== Exercise ==
Look through the records below, and copy out every line that holds the string "body".

== Source records ==
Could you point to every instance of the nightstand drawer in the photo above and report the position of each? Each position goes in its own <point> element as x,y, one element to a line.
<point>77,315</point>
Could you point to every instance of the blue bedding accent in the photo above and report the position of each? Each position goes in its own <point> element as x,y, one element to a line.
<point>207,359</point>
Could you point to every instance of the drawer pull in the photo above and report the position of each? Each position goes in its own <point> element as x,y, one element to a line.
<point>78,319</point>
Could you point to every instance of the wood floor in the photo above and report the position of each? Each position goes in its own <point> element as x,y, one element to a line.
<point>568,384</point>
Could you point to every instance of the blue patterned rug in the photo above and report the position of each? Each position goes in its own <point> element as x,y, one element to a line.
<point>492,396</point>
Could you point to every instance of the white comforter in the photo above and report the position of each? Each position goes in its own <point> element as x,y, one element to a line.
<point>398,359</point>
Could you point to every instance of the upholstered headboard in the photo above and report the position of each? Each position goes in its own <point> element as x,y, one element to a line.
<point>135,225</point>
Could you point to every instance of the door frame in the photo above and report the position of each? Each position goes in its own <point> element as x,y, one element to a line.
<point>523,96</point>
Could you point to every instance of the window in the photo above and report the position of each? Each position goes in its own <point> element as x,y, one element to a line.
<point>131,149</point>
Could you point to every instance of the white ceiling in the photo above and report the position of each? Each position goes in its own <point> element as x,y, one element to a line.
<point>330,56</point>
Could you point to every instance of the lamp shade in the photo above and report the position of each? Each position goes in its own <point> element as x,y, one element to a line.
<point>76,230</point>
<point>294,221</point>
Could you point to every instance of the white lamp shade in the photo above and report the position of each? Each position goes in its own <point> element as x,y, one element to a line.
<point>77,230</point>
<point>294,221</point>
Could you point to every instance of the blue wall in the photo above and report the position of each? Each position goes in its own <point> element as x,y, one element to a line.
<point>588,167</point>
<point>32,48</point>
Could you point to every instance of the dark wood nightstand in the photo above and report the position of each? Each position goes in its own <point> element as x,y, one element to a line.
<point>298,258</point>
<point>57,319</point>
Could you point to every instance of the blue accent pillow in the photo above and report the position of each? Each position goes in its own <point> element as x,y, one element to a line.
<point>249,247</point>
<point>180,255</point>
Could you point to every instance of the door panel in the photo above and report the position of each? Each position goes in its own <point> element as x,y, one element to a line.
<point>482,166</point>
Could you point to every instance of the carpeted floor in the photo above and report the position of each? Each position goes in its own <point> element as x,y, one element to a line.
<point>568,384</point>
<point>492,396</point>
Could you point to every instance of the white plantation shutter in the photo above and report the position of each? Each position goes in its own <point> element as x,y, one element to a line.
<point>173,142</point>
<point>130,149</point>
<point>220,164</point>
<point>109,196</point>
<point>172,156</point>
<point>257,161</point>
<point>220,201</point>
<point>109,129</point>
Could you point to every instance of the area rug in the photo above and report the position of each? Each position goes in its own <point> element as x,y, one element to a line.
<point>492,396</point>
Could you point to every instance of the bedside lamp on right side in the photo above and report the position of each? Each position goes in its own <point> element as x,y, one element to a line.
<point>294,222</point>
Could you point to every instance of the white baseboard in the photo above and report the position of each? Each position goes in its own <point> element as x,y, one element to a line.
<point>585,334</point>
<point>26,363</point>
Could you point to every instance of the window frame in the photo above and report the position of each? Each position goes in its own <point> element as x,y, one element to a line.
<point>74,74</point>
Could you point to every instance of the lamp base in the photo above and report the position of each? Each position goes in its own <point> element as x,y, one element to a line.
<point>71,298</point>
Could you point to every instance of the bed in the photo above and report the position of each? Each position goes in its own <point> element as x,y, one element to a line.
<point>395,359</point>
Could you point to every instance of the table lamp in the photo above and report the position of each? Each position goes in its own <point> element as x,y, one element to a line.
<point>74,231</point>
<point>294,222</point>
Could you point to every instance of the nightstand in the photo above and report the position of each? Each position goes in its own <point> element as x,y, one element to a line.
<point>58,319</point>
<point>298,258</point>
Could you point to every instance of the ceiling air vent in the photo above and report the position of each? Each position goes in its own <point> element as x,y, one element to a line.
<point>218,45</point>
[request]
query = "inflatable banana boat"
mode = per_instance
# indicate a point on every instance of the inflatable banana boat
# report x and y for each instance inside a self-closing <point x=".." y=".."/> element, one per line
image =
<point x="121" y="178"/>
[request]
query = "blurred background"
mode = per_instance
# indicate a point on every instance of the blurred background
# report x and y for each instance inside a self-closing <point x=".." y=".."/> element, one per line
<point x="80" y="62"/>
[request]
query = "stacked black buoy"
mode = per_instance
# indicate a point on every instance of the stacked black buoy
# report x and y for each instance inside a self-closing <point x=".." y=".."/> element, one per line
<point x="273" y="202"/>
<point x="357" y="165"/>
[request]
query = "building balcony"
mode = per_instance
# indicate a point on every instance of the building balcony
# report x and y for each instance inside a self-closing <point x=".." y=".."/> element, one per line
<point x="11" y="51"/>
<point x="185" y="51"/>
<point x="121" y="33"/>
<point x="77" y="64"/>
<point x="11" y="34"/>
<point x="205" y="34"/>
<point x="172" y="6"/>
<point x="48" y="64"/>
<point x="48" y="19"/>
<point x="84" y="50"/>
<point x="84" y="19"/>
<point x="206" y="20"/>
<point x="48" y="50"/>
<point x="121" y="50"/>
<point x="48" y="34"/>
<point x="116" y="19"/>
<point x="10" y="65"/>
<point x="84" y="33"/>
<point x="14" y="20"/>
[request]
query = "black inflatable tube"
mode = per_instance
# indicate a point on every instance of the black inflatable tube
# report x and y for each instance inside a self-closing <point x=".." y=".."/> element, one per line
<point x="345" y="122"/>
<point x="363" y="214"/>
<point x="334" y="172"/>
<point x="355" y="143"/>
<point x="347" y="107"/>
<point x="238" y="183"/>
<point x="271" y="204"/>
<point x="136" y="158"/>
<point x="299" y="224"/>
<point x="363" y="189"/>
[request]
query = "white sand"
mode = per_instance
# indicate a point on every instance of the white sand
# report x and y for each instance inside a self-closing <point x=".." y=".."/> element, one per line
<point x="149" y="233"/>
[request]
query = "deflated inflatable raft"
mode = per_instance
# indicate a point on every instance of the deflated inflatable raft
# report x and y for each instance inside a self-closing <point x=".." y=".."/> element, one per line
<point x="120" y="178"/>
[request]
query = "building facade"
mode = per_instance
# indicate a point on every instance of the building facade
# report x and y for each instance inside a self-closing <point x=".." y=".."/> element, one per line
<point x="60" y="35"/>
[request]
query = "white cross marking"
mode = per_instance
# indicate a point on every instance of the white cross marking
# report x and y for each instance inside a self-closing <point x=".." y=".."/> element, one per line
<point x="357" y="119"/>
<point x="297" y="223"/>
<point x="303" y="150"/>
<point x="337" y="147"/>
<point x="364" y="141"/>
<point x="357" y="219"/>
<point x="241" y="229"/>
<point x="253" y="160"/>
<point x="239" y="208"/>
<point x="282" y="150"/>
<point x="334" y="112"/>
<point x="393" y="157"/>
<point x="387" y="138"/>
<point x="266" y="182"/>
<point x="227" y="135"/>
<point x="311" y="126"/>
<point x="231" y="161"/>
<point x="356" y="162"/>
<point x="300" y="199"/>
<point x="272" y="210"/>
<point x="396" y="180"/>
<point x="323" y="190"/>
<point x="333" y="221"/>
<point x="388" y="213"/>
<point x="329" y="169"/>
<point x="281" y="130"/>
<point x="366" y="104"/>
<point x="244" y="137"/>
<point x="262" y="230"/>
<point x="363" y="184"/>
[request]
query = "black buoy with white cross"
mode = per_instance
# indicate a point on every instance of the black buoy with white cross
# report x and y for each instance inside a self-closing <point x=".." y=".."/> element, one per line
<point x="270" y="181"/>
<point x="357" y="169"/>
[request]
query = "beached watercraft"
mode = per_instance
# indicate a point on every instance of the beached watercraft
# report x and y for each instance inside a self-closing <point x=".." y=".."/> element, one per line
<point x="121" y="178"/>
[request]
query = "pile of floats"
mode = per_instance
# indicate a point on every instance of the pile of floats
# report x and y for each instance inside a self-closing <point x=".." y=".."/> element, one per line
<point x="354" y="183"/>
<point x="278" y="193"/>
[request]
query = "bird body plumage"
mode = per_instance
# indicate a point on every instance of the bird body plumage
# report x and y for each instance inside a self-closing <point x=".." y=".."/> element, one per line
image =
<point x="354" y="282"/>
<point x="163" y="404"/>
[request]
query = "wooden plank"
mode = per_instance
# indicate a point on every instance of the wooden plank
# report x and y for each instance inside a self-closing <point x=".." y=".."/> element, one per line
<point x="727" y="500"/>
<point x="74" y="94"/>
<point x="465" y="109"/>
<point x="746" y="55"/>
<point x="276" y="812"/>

== Answer section ==
query = "bird body plumage"
# indicate a point on every instance of the bird body plumage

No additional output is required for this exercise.